Task to carry out: What is needed is an exact copy of every entry below, with the pictures left out.

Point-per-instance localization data
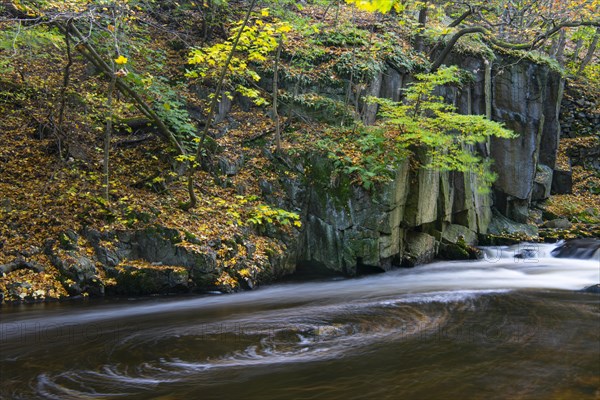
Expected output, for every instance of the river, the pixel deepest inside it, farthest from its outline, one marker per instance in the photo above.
(498, 328)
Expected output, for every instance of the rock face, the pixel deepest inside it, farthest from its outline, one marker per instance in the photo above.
(526, 98)
(579, 113)
(399, 223)
(148, 261)
(586, 249)
(421, 213)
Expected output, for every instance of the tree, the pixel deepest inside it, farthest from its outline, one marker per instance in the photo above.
(510, 24)
(252, 42)
(425, 121)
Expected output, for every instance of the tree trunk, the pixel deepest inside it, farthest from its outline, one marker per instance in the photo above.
(193, 201)
(419, 40)
(107, 135)
(275, 90)
(590, 54)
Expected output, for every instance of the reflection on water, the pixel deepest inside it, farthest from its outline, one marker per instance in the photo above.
(504, 327)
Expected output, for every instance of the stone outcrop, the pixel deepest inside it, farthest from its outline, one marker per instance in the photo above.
(422, 214)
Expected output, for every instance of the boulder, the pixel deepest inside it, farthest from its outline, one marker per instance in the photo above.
(142, 280)
(502, 225)
(542, 183)
(456, 233)
(585, 249)
(559, 223)
(420, 249)
(592, 289)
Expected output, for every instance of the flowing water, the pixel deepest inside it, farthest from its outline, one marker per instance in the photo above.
(499, 328)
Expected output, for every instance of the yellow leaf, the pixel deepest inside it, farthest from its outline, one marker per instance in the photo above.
(121, 60)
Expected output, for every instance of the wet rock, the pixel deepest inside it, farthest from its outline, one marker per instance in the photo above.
(231, 167)
(586, 249)
(457, 233)
(542, 183)
(420, 248)
(135, 280)
(559, 223)
(502, 225)
(592, 289)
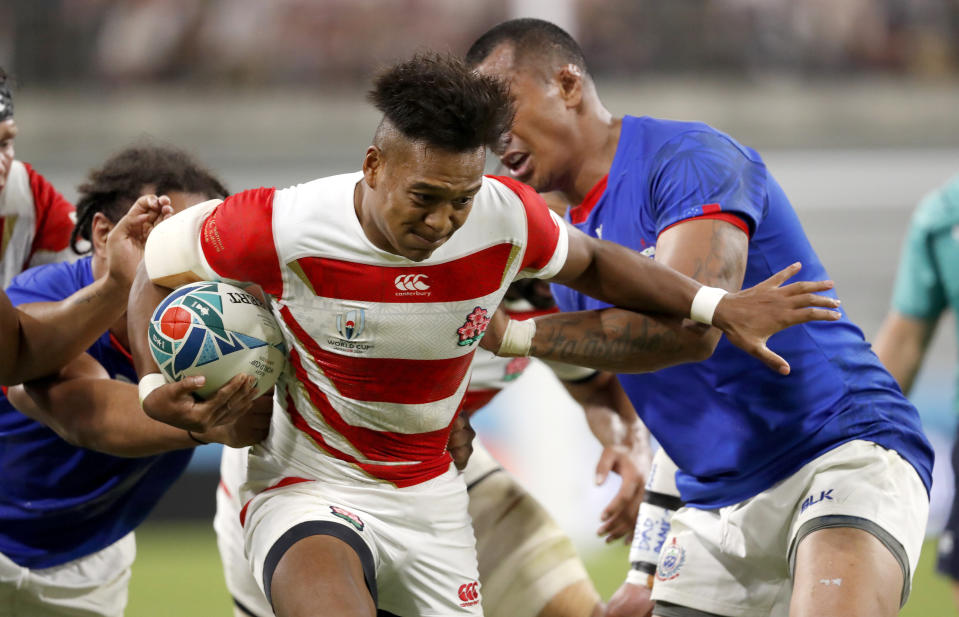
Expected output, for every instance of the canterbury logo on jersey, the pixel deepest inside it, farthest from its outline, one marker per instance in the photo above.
(411, 282)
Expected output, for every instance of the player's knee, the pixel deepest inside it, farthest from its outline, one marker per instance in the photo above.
(577, 600)
(846, 571)
(320, 576)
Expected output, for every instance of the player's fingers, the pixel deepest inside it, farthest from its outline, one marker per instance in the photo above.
(771, 359)
(783, 275)
(811, 299)
(226, 405)
(604, 465)
(805, 315)
(241, 401)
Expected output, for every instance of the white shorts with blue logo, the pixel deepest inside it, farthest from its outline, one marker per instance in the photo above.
(737, 561)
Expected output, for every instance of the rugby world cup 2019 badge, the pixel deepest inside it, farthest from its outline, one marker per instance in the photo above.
(474, 328)
(350, 324)
(671, 559)
(349, 517)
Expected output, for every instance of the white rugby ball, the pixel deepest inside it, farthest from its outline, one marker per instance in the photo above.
(218, 331)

Answer for the task:
Expected output, for every instance of the river, the pixel deepest inside it, farthest from its outline, one marker per instance in the photo above.
(498, 328)
Expected output, for every instance of the rock face, the pixel deepest inside it, farthest from its outline, one marker per instance in the photo above.
(526, 98)
(579, 113)
(399, 223)
(148, 261)
(586, 249)
(421, 213)
Expected output, for every instance of the tree, the pixel deepest inside it, farthest from its outline, one marker per instance in the photo above.
(510, 24)
(252, 42)
(425, 121)
Expected output, for every instance of the tree trunk, the pixel deepest inside it, farthest from its outline, one marker per instance in the photo above.
(193, 201)
(419, 40)
(107, 135)
(275, 90)
(590, 54)
Expected output, for every instance of the reflection on water, the pixel deepest inside it, farthest from its outline, one marker per instance in the photo above.
(504, 327)
Expected output, for every instance of the stone outcrop, the pixel deepest inside it, farthest from its outline, one marker per instance in the photo above.
(422, 214)
Expected output, for every instance of the boulder, the pixel deepest inside it, farthest from its outline, one marker per instance in the photo above.
(142, 280)
(502, 225)
(542, 183)
(456, 233)
(585, 249)
(559, 223)
(420, 249)
(592, 289)
Expected output, for every instance of the flowing water, the pixel deepest inside it, farthest from its outline, one marker per instance in the photo above.
(499, 328)
Expected output, for every instance of the yellow leaf, the pixel deepest inside it, farthest from its outline, one marker per instance in the photo above.
(121, 60)
Expected output, for every instance of the wet rock, the pixel deepest inside it, farthest from its outline, one marker per instance in the photo above.
(231, 167)
(586, 249)
(457, 233)
(542, 183)
(420, 248)
(135, 280)
(559, 223)
(502, 225)
(592, 289)
Expected output, for every instance of the canterbury logo on jersey, the pixel deepest inside it, farthest from its outline, one marker per instance in the photo above.
(411, 282)
Expected output, for every instance of the player's knee, the pixel deepest inside it, farthest from its outline, one marker per instance in the photo above.
(577, 600)
(846, 571)
(320, 576)
Expected output, for every instance of the player's fingers, the pixel deepest inside it, farthest from its outline, one marker per instance in the photo above.
(771, 359)
(783, 275)
(811, 299)
(226, 405)
(604, 465)
(805, 315)
(241, 401)
Expected output, for every instance of the white shorts with blue logo, the pixel deepest inside it, farthest from its outline, one marker per instance in the photo above.
(737, 561)
Expected output, for every instance of the rugby world cup 2019 badge, the pixel deepest inside it, farthest from its outline, one marker per instance in the photo above.
(474, 328)
(350, 324)
(671, 559)
(349, 517)
Expected output, for every instance of the white rugby ball, the pixel deepest inside it, farthest from its outline, one marker per instance in the photo above.
(218, 331)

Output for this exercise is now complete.